▶ Problem requirements: Reproduce word for word every line of the rows from the one containing "Identify one point on each instance of the tail" through the last line of the rows, including both ends.

[Collected data]
┌──

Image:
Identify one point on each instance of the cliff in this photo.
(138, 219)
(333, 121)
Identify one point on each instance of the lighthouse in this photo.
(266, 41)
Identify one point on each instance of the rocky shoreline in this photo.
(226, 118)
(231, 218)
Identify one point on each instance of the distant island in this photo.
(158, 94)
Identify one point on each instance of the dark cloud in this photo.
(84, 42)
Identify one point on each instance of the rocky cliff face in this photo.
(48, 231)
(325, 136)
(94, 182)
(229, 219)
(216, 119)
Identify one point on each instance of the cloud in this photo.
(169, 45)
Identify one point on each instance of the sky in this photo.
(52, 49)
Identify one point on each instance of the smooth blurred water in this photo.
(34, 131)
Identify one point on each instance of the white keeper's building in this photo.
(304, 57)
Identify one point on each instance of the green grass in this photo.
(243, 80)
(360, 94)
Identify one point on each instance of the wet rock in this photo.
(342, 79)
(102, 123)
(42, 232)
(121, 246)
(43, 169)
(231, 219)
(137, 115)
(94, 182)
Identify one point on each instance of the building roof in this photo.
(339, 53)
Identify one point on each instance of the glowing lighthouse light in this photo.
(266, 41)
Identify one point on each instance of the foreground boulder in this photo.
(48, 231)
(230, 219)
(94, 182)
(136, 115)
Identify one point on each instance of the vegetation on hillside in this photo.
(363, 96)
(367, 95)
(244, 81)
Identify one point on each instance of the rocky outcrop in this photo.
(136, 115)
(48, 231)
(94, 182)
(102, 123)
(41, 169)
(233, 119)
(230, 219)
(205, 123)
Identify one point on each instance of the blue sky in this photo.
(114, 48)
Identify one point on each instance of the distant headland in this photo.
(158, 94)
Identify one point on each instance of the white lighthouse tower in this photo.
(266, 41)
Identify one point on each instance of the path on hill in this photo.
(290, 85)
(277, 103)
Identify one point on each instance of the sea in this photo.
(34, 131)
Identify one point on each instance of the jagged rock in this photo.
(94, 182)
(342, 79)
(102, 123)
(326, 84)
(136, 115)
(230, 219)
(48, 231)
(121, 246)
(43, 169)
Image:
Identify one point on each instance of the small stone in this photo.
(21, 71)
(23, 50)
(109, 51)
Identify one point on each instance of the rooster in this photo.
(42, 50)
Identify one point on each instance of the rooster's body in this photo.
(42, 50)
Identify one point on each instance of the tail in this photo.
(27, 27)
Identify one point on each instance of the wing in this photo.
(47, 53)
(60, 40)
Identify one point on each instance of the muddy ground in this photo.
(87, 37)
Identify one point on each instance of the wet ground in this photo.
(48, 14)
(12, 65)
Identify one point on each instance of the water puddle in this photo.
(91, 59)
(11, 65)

└──

▶ Task response:
Identify one point on each instance of the tail in this photo.
(27, 27)
Identify one point on each instance of the wing in this photo.
(47, 53)
(60, 40)
Identify one point on each instance of the muddy ground in this photo.
(87, 37)
Identify one point on each instance of the wet ground in this photo.
(48, 14)
(12, 65)
Identify one point on each instance of the water puddle in this photo.
(91, 59)
(11, 65)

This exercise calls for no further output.